WRITTEN REQUEST:
Repeat each of the following lines word for word, in the order given.

Records
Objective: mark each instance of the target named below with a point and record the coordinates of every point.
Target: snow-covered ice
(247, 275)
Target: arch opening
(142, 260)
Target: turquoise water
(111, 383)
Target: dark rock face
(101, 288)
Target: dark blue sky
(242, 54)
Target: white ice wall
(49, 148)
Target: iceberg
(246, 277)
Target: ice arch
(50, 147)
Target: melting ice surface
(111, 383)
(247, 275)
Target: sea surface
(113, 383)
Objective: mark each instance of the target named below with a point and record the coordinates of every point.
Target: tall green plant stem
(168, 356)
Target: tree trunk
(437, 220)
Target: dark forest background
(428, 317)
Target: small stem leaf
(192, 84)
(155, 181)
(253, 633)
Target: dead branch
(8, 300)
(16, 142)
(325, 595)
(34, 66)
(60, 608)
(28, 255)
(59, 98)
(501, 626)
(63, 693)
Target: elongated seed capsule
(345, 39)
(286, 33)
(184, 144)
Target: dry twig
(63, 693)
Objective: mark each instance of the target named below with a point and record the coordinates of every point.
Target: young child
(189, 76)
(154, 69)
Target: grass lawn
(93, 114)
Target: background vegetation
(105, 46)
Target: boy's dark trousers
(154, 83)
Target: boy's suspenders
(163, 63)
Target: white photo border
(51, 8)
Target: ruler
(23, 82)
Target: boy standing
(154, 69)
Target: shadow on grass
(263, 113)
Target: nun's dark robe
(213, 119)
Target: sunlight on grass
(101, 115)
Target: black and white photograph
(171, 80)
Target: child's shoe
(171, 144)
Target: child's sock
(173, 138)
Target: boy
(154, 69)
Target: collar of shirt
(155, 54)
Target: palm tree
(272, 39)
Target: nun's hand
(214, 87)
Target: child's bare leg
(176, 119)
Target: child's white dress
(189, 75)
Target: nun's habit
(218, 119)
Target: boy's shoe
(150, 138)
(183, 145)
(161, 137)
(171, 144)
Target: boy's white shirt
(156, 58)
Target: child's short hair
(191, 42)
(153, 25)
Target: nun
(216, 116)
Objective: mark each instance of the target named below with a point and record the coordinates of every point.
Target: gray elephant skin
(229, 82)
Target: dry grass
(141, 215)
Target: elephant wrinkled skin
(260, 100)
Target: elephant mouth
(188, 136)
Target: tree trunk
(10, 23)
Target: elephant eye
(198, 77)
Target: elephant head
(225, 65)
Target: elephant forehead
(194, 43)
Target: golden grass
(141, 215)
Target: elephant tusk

RESPONSE BELOW:
Objective: mark each instance of the target named below with a point and record the coordinates of every point.
Target: snow-covered ice
(247, 275)
Target: arch opening
(142, 260)
Target: turquoise water
(111, 383)
Target: dark rock face
(101, 288)
Target: dark blue sky
(242, 54)
Target: white ice wall
(49, 148)
Target: iceberg
(246, 277)
Target: ice arch
(50, 147)
Target: melting ice surface
(111, 383)
(247, 275)
Target: sea surface
(113, 383)
Objective: mark each instance of the target named below with a point and record the coordinates of every point.
Target: tall green plant stem
(168, 356)
Target: tree trunk
(437, 220)
Target: dark forest background
(428, 317)
Target: small stem leaf
(192, 84)
(155, 181)
(253, 633)
Target: dead branch
(8, 300)
(16, 142)
(325, 595)
(34, 66)
(60, 608)
(28, 255)
(59, 98)
(501, 626)
(63, 693)
Target: elongated seed capsule
(345, 39)
(286, 33)
(184, 144)
Target: dry twig
(63, 693)
Objective: mark each instance of the target named below with a point and record the coordinates of every point.
Target: young child
(189, 76)
(154, 69)
Target: grass lawn
(93, 114)
Target: background vegetation
(105, 46)
Target: boy's dark trousers
(154, 83)
Target: boy's suspenders
(163, 63)
Target: white photo border
(51, 8)
Target: ruler
(23, 82)
Target: boy standing
(154, 69)
Target: shadow on grass
(263, 113)
Target: nun's dark robe
(213, 119)
Target: sunlight on grass
(101, 115)
Target: black and white photograph
(171, 80)
Target: child's shoe
(171, 144)
Target: child's sock
(173, 138)
Target: boy
(154, 69)
Target: collar of shirt
(155, 54)
Target: palm tree
(272, 39)
Target: nun's hand
(214, 87)
Target: child's bare leg
(176, 119)
Target: child's white dress
(189, 75)
Target: nun's habit
(218, 119)
Target: boy's shoe
(150, 138)
(183, 145)
(161, 137)
(171, 144)
Target: boy's white shirt
(156, 58)
Target: child's short hair
(191, 42)
(153, 25)
Target: nun
(216, 116)
Objective: mark each instance of the target named below with a point and record the coordinates of every point.
Target: gray elephant skin
(229, 82)
Target: dry grass
(141, 215)
Target: elephant wrinkled skin
(260, 100)
Target: elephant mouth
(188, 136)
Target: tree trunk
(10, 23)
Target: elephant eye
(198, 77)
Target: elephant head
(225, 65)
Target: elephant forehead
(194, 43)
Target: golden grass
(141, 215)
Target: elephant tusk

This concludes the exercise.